## What you should do:
Continue the article about Catriona Wallace from the point where it ends.

- Born: 1965 or 1966 (age 60–61)
- Education: University of New South Wales (PhD)
- Occupations: Businesswoman, police officer
- Television: Shark Tank

= Catriona Wallace =

Australian businesswoman, TV personality and former police officer

Catriona Wallace (born 1965 or 1966) is an Australian businesswoman, TV personality, and former police officer. Her work involves the metaverse, artificial intelligence and the responsible use of technology.

Wallace founded Flamingo AI in 2013 and Responsible Metaverse Alliance in 2022. In March 2023, Wallace was announced as one of the new "Sharks" on Shark Tank on Network 10.

==Career==
Catriona Wallace was born in 1965 or 1966. She joined the New South Wales Police Force at the age of 19, and worked as a police officer in Kings Cross and The Rocks during the 1980s.

After about four years of police work, Wallace left to complete an undergraduate degree in arts as well as a master's degree and a PhD (Doctor of Philosophy) at the University of New South Wales in 2007. Her PhD thesis explored the role of technology as a substitute for leadership.

In 2005, Wallace co-founded the company Fifth Quadrant and research organisation ACA Research.

Wallace founded Flamingo AI in 2014. In 2016, it became the second woman-led business to be listed on the Australian Stock Exchange. The company developed chatbots for companies such as Credit Union Australia, Chubb Limited and AMP Limited. Wallace also held the position of the company's chief executive officer until February 2019 prior to the company offloading its assets and its sale to private investors in 2020.

Dataset excerpts:
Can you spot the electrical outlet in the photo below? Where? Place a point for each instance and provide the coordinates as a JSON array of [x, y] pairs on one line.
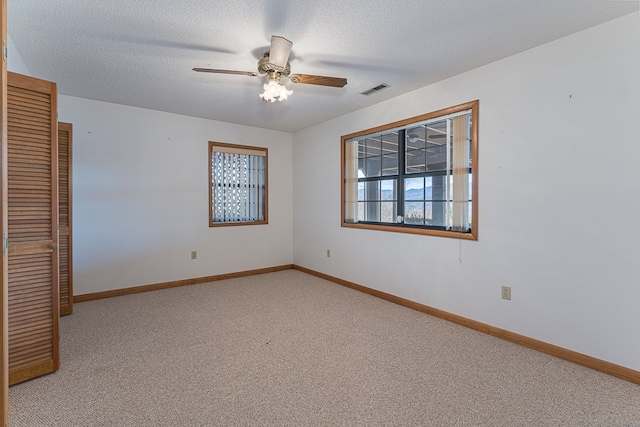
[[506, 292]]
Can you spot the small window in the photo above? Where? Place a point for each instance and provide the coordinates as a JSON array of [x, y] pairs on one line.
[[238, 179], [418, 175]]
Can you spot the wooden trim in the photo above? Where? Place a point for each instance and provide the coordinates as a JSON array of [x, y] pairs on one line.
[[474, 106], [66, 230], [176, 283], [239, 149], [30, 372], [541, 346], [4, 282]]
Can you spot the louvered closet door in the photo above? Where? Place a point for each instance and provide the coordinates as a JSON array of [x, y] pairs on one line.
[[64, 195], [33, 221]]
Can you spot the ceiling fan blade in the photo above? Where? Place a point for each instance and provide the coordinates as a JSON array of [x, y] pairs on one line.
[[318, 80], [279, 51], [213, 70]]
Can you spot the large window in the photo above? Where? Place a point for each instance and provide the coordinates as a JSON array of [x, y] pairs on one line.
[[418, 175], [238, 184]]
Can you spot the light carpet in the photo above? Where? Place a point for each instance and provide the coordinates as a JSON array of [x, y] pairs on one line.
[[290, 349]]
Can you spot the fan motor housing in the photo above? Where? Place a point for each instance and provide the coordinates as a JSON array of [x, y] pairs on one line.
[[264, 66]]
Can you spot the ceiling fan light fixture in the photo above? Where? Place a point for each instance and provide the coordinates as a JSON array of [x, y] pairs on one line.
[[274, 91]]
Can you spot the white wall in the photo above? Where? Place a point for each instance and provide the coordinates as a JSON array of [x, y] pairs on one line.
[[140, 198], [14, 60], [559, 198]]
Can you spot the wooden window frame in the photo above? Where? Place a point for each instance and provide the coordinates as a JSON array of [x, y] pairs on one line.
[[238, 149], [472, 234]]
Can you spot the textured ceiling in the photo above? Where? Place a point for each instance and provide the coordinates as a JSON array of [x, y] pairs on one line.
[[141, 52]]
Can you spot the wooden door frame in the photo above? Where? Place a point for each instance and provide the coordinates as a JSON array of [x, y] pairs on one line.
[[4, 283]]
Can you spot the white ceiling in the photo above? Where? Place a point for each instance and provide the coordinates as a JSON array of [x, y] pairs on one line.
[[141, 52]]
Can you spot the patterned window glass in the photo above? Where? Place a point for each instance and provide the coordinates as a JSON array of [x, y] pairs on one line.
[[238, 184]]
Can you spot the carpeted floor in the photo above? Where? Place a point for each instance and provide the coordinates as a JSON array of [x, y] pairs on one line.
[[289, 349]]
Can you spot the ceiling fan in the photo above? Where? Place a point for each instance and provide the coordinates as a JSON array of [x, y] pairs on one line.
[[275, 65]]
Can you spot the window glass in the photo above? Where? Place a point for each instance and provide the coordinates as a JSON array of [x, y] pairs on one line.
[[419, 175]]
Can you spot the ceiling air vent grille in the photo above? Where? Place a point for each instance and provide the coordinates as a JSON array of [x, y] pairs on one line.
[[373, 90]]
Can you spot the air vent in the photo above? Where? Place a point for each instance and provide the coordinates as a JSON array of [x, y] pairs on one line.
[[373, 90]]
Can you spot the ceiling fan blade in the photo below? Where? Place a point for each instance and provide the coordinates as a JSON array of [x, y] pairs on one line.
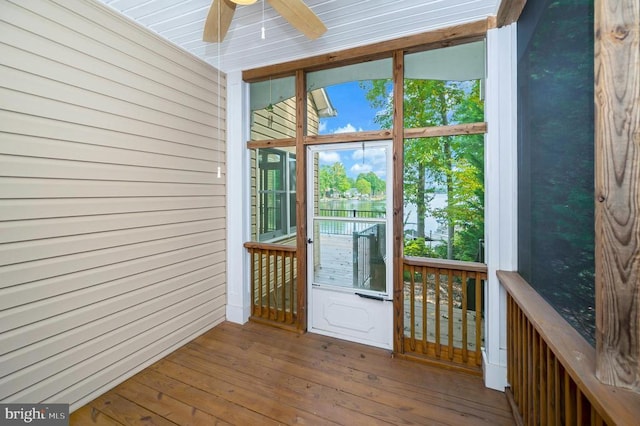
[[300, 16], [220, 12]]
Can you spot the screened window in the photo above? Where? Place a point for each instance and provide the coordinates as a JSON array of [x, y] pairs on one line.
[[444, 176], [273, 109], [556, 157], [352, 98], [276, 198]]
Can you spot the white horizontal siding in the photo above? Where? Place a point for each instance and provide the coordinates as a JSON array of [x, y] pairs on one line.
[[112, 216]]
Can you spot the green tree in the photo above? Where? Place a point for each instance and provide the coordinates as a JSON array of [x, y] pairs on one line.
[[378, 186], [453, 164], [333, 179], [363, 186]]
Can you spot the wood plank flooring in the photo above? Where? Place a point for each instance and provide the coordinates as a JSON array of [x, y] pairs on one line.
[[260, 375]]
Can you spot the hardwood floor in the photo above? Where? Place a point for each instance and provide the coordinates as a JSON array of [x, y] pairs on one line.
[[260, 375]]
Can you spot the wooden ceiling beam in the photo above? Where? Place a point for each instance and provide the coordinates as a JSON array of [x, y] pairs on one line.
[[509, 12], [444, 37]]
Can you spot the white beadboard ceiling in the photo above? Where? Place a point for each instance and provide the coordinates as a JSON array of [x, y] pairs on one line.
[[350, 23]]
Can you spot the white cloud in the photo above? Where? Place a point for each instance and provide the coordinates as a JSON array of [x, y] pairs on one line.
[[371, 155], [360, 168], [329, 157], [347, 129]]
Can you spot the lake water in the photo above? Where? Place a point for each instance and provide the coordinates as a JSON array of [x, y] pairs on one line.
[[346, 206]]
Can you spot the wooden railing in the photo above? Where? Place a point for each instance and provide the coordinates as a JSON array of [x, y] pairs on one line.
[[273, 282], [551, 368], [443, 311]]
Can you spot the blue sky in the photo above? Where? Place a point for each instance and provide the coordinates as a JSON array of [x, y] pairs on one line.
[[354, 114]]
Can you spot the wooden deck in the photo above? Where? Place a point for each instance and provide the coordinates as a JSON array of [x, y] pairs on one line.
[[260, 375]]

==

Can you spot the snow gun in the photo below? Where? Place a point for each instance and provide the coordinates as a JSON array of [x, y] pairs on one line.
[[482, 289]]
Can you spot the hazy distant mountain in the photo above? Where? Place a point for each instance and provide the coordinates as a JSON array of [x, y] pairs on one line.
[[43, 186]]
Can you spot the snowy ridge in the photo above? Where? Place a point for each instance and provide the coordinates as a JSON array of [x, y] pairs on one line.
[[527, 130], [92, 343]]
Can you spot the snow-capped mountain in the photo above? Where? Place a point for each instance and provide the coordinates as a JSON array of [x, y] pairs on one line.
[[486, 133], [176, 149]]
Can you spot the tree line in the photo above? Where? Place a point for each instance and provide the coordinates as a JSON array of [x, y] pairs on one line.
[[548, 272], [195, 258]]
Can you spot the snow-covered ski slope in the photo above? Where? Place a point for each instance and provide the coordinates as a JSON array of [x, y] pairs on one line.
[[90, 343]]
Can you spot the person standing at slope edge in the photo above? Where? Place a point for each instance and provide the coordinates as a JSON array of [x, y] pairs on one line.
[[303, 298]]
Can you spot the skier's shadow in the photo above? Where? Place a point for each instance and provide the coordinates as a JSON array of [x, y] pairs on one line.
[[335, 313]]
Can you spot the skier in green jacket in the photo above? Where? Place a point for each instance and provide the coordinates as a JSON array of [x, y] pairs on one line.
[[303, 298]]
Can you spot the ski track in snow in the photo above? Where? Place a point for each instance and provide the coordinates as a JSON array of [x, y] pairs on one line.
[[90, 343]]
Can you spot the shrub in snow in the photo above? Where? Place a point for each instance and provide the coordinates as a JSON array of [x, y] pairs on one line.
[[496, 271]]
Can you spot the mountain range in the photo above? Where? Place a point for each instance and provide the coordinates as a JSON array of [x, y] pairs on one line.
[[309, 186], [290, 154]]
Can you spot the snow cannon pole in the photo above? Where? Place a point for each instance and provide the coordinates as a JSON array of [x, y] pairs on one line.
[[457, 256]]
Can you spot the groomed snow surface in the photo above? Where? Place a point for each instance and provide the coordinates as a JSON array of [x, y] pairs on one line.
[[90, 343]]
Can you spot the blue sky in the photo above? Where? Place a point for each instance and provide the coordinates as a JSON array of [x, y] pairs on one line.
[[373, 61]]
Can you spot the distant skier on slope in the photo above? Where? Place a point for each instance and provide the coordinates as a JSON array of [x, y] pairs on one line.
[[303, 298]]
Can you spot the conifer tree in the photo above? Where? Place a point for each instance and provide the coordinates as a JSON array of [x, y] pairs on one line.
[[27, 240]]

## Answer:
In 2015, Wallace led The Ventura, a co-working space for female-led start-up businesses under three years old with less than $1 million in revenue. To be eligible, companies were required to have a woman as its founder, co-founder or chief executive officer.

Wallace won the business and entrepreneur category at The Australian Financial Review Women of Influence Awards in 2018. Wallace was also inducted into the Royal Institution of Australia.

In 2022, Wallace co-authored Checkmate Humanity: The How and Why of Responsible AI.

Wallace is an adjunct professor at the University of New South Wales' Australian Graduate School of Management and a chair of Boab AI. She was previously a Director of the Garvan Institute, the Gradient Institute and a co-chair of Sir Richard Branson's The B Team.

In March 2023, Wallace was one of five new Australian "Sharks" announced for a new series of the Shark Tank TV series, a role that she originally declined when first approached, saying "I don't behave like a shark, so no, I don't think it's for me".

== Personal life ==
Wallace is non-binary and gender queer.